[Natural language region descriptions]
_ _ _ _ _
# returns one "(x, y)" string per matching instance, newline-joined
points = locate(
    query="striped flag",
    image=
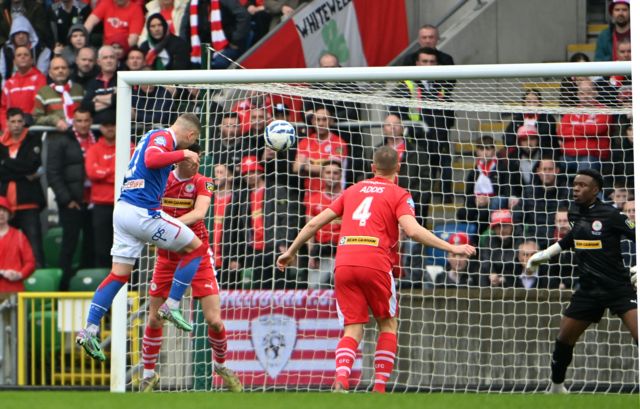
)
(285, 337)
(359, 32)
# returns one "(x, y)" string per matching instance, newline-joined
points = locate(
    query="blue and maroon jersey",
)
(143, 187)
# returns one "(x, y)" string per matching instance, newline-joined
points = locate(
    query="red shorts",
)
(204, 282)
(359, 289)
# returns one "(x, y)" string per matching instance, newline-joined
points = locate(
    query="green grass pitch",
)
(105, 400)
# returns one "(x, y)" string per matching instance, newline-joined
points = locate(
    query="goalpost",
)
(479, 336)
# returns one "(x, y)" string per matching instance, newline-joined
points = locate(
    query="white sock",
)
(173, 304)
(92, 329)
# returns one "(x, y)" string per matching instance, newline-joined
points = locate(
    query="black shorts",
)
(587, 307)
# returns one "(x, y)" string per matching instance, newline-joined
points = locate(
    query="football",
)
(280, 135)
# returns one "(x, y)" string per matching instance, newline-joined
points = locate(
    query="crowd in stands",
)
(59, 64)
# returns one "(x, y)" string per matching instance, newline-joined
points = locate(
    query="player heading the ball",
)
(138, 220)
(367, 250)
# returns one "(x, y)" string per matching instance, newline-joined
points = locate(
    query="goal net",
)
(488, 161)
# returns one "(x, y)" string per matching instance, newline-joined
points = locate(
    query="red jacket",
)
(100, 164)
(16, 255)
(585, 135)
(20, 91)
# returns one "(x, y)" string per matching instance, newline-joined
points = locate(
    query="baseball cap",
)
(4, 203)
(526, 130)
(458, 238)
(614, 2)
(250, 164)
(501, 216)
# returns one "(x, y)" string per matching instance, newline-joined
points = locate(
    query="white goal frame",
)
(127, 79)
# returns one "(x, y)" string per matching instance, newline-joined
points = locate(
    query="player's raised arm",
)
(307, 232)
(418, 233)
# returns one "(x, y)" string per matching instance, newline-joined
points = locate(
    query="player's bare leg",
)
(385, 352)
(630, 320)
(346, 356)
(87, 338)
(218, 342)
(570, 330)
(151, 343)
(192, 253)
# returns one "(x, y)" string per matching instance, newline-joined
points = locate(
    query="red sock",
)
(345, 357)
(151, 343)
(218, 343)
(385, 356)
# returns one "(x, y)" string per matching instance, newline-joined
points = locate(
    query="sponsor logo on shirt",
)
(588, 244)
(133, 184)
(359, 241)
(178, 203)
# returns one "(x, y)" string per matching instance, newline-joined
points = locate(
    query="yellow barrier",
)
(47, 353)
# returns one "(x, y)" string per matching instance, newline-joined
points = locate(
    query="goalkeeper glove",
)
(542, 256)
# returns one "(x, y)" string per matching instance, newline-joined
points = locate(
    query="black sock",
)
(560, 360)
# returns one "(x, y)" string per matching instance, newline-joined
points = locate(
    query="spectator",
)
(85, 68)
(33, 11)
(66, 177)
(173, 12)
(100, 92)
(228, 145)
(78, 38)
(527, 279)
(23, 34)
(317, 148)
(100, 167)
(261, 221)
(222, 196)
(460, 271)
(498, 251)
(164, 51)
(543, 123)
(229, 43)
(428, 37)
(56, 102)
(620, 28)
(541, 200)
(123, 21)
(17, 262)
(487, 186)
(19, 91)
(280, 10)
(585, 137)
(562, 269)
(438, 121)
(20, 162)
(523, 158)
(622, 157)
(322, 247)
(63, 16)
(134, 60)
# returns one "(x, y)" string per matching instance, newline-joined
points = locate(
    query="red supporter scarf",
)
(69, 107)
(217, 34)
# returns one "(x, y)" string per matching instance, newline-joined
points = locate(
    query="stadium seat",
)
(87, 283)
(94, 273)
(439, 257)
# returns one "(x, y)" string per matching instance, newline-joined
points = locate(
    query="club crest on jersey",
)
(160, 140)
(273, 337)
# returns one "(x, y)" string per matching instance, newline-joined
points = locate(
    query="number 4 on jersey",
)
(362, 213)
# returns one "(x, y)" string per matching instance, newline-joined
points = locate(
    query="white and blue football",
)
(280, 135)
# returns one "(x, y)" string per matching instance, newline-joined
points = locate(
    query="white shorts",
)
(133, 227)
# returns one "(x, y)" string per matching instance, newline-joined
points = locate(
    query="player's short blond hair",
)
(189, 121)
(385, 158)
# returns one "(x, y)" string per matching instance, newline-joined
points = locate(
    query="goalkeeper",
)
(596, 229)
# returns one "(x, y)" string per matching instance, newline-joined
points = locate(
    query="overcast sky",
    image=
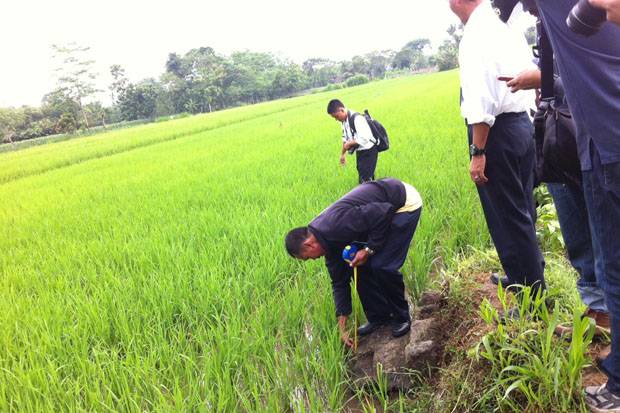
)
(139, 34)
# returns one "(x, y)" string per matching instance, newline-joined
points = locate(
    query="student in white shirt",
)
(500, 136)
(361, 142)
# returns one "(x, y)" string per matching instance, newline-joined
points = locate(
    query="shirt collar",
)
(481, 12)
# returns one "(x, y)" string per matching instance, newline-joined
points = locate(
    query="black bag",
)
(557, 158)
(382, 142)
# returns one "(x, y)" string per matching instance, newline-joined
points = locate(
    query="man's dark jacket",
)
(365, 215)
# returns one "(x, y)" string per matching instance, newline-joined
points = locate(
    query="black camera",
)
(586, 19)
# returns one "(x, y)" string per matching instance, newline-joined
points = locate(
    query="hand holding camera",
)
(612, 7)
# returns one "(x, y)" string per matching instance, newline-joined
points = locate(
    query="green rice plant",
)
(532, 369)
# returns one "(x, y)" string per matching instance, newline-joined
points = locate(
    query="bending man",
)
(383, 215)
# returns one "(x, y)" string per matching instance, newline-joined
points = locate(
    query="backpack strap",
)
(351, 120)
(546, 64)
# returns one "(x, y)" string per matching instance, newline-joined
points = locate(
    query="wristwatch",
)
(369, 251)
(476, 151)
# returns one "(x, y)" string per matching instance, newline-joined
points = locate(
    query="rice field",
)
(143, 269)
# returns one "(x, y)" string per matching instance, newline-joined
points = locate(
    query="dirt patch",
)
(420, 350)
(444, 326)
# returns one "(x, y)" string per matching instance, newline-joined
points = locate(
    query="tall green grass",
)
(143, 269)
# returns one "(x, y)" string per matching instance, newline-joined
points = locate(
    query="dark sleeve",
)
(340, 275)
(374, 218)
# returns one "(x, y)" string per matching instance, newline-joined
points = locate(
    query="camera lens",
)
(585, 19)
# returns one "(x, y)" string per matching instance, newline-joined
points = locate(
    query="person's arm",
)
(612, 7)
(478, 162)
(526, 80)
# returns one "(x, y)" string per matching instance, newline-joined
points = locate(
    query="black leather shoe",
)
(368, 328)
(400, 329)
(495, 279)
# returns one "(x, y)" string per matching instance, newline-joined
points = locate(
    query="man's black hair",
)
(294, 241)
(505, 8)
(334, 105)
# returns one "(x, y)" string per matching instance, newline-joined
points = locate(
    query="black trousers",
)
(380, 286)
(366, 164)
(507, 198)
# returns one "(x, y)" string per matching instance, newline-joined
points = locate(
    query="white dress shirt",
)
(489, 49)
(363, 137)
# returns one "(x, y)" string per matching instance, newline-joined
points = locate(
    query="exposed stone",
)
(417, 350)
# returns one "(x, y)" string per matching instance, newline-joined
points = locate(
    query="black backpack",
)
(557, 159)
(382, 142)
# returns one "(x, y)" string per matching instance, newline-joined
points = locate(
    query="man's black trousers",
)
(380, 283)
(507, 198)
(366, 164)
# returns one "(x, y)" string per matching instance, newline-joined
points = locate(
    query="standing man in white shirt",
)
(357, 139)
(501, 137)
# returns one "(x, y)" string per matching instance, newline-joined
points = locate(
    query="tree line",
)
(203, 80)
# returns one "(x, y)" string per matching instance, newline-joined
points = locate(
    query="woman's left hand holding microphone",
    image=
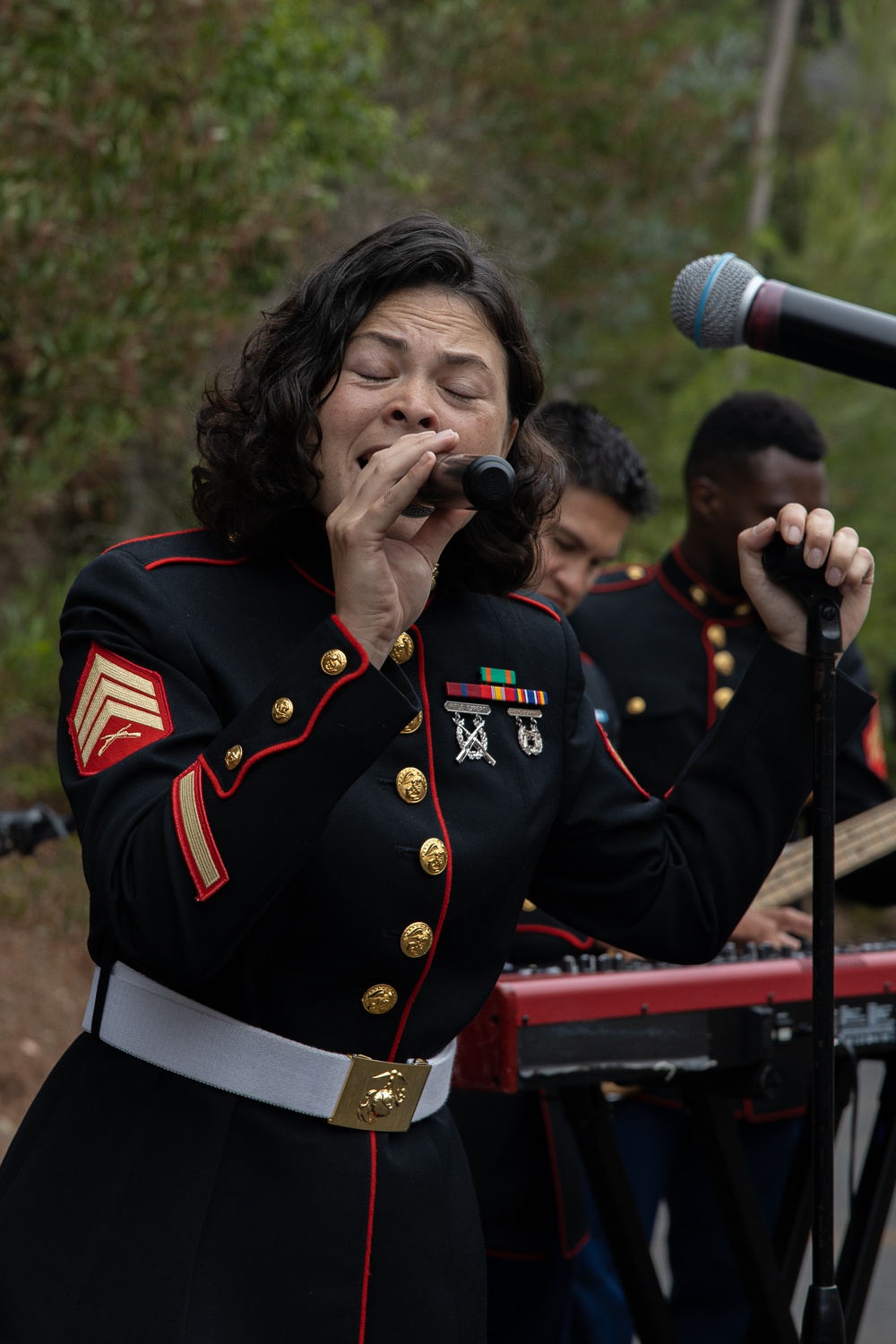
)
_ _ _ _ _
### ABOUT THIS EXERCISE
Among the entries above, identify all lines with "camera" and copy them.

### SOLUTION TO THE EXERCISE
    query="black camera",
    query="hand holding camera",
    query="camera lens",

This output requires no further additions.